(STUDY TEXT)

Article Preview
TopIntroduction
Proper anonymization, particularly for protecting highly sensitive or personal data, is a phenomenon of great concern to a number of parties (Aggarwal et al., 2006; Diaz et al., 2002). This concern is amplified in modern times, where new technologies allow such information to flow seamlessly from one side of the globe to the next, with very little delay. To compound matters, a new wave of socially-enabled technologies has arisen, setting a standard for the open dissemination of user information, whether it be sharing reviews for a recent meal, purchase details, daily thoughts and activities, demographic information, or just about anything else. It is clear, too, that users are willing to provide this information, as witnessed by the explosive growth of these services and their active user count and service utilization statistics.
Concerns for anonymity aside, the publishing of these sorts of data can be a fruitful endeavor. It allows information to be explored and utilized in new and interesting ways, leading to further innovations and technological or methodological breakthroughs that help illuminate the true potential of the data being worked with. For organizations choosing to publish such data, however, there is a concern that information they do not want to reveal may be made public, and could potentially be traced back to them or their users. This, in turn, can dissuade organizations from making various user data available to third-parties (Kelly et al., 2008).
To address this concern, several methods for anonymizing large sets of data have been described in the academic literature, some rudimentary and others more nuanced. The underlying problem with each of the known approaches, however, is that there is no perfect way to assess what useful information is being (potentially unnecessarily) lost in the anonymization process. This results in a paradigm where, as anonymity increases, the utility of the data decreases.
In this article, we offer an innovative new architecture for deploying existing algorithmic anonymization approaches. We refer to this set of ideas as intelligent data brokerages. These brokerages are intermediary services that operate between the third-party requesting information from a provider, and the provider itself. Whereas in a traditional context, users would simply download aggregate raw data sets that they could then work with to achieve their desired outcome, with data brokerages, users model their goals in terms of a predefined formal language, and the brokerage provides them with output relevant to their specific request, bypassing the bulk release of data altogether. The brokerage can further apply various anonymization policies to govern how such results are disclosed to the user, and to control the unintended release of sensitive information. When it is essential to respond to a user’s requests for information with more expansive views of the data, the brokerage may employ traditional anonymization techniques to ensure the privacy of data subsets prior to disclosure. In doing so, intelligent data brokerages represent a general-purpose architecture for enforcing data privacy constraints, in contrast with other privacy-oriented broker models that tend to operate within a specific domain, such as digital advertising (see, for example: Narayanaswami et al., 2008; Guha et al., 2011), and which, themselves, have received limited attention in the existing literature.
The remainder of this paper is structured as follows: we begin with a review of current anonymity methods and motivators. We then formally introduce the idea of the intelligent data brokerage, its structure, subsystems, and capabilities. After this, we consider a sample use case for the intelligent data brokerage, as well as provide an experimental demonstration of a rudimentary prototype, before concluding with the contributions and takeaways of our work.

(End STUDY TEXT)
(GIVEN DATA)

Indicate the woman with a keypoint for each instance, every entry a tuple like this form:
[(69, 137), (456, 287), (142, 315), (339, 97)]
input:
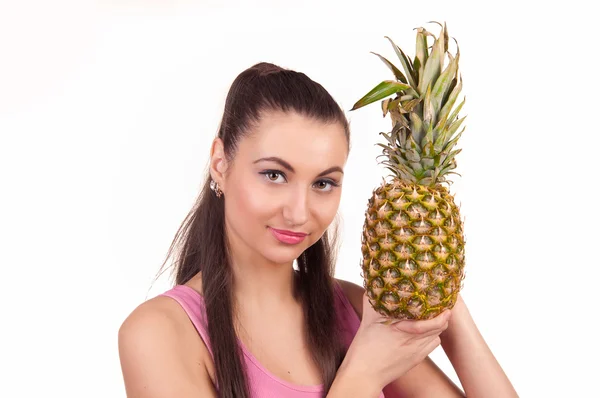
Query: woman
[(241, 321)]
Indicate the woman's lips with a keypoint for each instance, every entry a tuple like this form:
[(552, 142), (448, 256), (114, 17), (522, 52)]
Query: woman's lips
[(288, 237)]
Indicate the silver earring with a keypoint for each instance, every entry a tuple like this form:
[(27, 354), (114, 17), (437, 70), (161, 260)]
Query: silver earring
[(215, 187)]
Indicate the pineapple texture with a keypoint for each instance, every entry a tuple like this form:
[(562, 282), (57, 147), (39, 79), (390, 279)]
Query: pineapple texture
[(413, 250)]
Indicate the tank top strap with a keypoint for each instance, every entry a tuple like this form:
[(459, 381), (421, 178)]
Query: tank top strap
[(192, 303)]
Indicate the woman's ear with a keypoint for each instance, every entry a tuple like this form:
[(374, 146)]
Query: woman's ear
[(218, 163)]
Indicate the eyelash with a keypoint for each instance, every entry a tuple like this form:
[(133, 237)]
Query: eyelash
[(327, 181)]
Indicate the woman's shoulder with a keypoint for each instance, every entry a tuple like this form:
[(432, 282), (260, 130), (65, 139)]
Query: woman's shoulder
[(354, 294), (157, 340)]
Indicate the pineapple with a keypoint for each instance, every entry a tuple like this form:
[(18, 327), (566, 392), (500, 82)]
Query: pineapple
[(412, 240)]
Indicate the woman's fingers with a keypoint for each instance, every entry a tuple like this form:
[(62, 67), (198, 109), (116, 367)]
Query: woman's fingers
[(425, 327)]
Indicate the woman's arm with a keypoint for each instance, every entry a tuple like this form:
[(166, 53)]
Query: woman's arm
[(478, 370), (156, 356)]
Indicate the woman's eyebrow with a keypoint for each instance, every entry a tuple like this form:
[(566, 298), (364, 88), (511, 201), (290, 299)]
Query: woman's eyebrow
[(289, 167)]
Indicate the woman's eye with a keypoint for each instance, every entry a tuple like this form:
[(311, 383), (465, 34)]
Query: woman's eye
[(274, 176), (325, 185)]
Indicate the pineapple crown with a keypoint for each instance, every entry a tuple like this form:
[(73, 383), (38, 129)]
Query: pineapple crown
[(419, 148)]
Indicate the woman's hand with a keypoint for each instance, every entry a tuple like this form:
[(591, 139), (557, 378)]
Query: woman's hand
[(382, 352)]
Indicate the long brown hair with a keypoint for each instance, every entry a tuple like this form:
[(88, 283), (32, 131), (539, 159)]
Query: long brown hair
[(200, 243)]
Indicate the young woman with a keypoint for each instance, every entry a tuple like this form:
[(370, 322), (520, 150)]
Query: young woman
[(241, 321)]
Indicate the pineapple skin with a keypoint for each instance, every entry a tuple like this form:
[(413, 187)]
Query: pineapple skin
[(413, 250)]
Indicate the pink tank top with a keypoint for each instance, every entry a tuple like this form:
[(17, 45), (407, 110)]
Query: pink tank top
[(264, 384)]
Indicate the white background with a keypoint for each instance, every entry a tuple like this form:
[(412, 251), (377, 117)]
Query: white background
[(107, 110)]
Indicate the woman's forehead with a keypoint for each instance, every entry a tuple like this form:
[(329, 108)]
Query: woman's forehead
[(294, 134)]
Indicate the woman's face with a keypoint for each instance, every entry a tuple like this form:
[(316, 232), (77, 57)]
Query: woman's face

(End GIVEN DATA)

REQUIRED ACTION 1:
In the article on intelligent data brokerages, what happens to the utility of the data as anonymity increases?
REQUIRED ACTION 2:
Translate this sentence from the article on intelligent data brokerages into Spanish: "We refer to this set of ideas as intelligent data brokerages."
REQUIRED ACTION 3:
Write out everything in the article on intelligent data brokerages from "The remainder of" down to "of our work.".

EXERCISE SOLUTION 1:
The utility of the data decreases.

EXERCISE SOLUTION 2:
Nos referimos a este conjunto de ideas como corredurías de datos inteligentes.

EXERCISE SOLUTION 3:
The remainder of this paper is structured as follows: we begin with a review of current anonymity methods and motivators. We then formally introduce the idea of the intelligent data brokerage, its structure, subsystems, and capabilities. After this, we consider a sample use case for the intelligent data brokerage, as well as provide an experimental demonstration of a rudimentary prototype, before concluding with the contributions and takeaways of our work.